* begin ROWS *
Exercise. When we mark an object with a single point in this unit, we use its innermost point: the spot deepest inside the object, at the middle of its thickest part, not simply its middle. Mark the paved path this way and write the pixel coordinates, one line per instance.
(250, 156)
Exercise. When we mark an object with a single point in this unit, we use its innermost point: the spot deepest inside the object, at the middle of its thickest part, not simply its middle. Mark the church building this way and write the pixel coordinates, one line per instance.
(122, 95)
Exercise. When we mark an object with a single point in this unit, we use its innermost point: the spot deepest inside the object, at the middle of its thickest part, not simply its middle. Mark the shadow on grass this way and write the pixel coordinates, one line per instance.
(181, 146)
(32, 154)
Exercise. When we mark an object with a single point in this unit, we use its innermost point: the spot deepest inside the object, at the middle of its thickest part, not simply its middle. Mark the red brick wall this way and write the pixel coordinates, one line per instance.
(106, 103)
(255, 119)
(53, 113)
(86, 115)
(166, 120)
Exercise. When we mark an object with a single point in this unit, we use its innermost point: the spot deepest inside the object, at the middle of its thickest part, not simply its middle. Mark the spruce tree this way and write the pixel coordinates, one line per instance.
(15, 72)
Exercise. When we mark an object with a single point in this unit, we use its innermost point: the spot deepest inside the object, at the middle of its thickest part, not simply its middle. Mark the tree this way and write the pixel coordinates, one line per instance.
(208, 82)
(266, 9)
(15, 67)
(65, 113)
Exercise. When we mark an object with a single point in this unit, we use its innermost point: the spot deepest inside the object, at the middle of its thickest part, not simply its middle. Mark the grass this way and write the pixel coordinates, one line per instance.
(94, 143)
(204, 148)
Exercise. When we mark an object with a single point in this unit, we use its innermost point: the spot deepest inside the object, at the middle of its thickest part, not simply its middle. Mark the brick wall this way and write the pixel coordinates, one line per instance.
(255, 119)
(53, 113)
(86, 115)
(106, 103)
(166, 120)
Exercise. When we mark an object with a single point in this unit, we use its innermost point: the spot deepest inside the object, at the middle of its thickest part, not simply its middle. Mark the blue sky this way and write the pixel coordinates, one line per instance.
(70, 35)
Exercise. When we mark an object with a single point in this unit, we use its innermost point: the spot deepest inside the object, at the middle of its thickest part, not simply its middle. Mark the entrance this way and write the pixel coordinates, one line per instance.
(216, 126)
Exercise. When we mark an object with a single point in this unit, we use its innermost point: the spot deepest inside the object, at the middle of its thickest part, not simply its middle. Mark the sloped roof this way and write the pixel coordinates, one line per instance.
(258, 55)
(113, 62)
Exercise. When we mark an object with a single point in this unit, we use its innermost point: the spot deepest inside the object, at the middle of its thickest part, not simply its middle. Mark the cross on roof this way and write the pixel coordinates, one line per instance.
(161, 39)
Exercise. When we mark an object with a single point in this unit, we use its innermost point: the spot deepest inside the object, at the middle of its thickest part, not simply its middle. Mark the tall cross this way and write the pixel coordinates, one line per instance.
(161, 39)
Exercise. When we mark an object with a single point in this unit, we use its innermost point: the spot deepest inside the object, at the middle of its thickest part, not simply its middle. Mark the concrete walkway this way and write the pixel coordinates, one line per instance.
* end ROWS *
:: TASK PROMPT ::
Copy all of the data above word for word, line by line, changing nothing.

:: EXERCISE RESPONSE ::
Exercise. When we mark an object with a single point in this unit, we use its innermost point: the spot deepest inside the object, at the middle of its thickest part, not simply its middle. Mark the paved path this way and write the pixel coordinates, one line per instance.
(250, 156)
Exercise. When we mark an object with a single point in this unit, we use its innermost point: the spot deepest inside the object, at the middle of its thickest part, not simply its middle. Mark the church building this way and write the pixel coordinates, one line per instance.
(122, 95)
Exercise. When we mark an object with a single point in this unit, we use its innermost point: the spot deepest inside the object, at the middle of its thickest part, not simply its middle. Mark the shadow on grass this way and write the pixel coordinates, one line per instance.
(181, 146)
(32, 154)
Exercise. When we mark an object with a single point in this unit, we use its innermost point: the spot deepest inside the object, at the middle of its thickest part, not simply its middle. Mark the red brick wall this way and write the pixel coordinates, one line per instance.
(106, 103)
(255, 119)
(53, 113)
(86, 115)
(166, 120)
Exercise. When we mark an object with a single point in this unit, we use its innermost point: the spot deepest inside the object, at the middle of its thickest part, not simply its middle. Mark the spruce tree this way and write the pixel coordinates, one line per instance.
(15, 72)
Exercise. When we mark an object with a single point in this unit, we use its innermost point: the spot deepest inside the object, at the middle of its thickest part, not simply its middle. Mark the tree this way and write the pixel coordinates, one line per instance.
(208, 82)
(266, 9)
(15, 67)
(65, 113)
Exercise. When we mark an object with a single point in this unit, we use its innermost point: the spot deepest inside the object, at the middle of its thickest part, not simply its middle. Mark the grass this way and write the pixel coordinates, one line per instance.
(94, 143)
(204, 148)
Exercise. When we mark an object with a single point in this unit, we use its innermost point: the spot deepest inside the object, at the middle of its thickest part, not simply its middle. Mark the brick wall this way and write the pixel coordinates, one line per instance.
(255, 119)
(53, 113)
(86, 115)
(106, 103)
(166, 120)
Exercise. When we mark an object with a single point in this unit, we use its innermost point: the spot deepest inside the object, at the middle of its thickest part, not simply its middle. Mark the blue sky this way and write the pixel coordinates, one line per instance.
(70, 35)
Exercise. When we mark an object with a single point in this unit, we use its innermost point: the spot deepest inside the object, at the middle of its thickest part, not simply its middle. Mark the entrance this way and write the pixel coordinates, one line per instance.
(216, 126)
Exercise. When we mark an object with a single point in this unit, we use its innermost point: the spot deepest inside the object, at the middle of its thickest part, not simply its middle. Mark the sloped roof this way and write the pixel coordinates, one line per instance.
(258, 55)
(113, 62)
Exercise. When we mark an object with a single point in this unit, we use its innermost point: the spot deepest inside the object, at the middle of its thickest part, not simply its middle. Mark the cross on roof this way and write the pixel coordinates, one line per instance.
(161, 39)
Exercise. When we mark an object with a single point in this unit, we use its innermost point: the spot deepest inside the object, at the middle of its thickest part, not simply its middle. Mark the tall cross this way and write the pixel coordinates, one line per instance.
(161, 39)
Exercise. When we mark an object with a single point in this unit, we use its innermost point: the spot deepest inside the object, at the middle of its thickest part, not simply its middle. Mark the concrete walkway this way and write the pixel coordinates, one line per instance.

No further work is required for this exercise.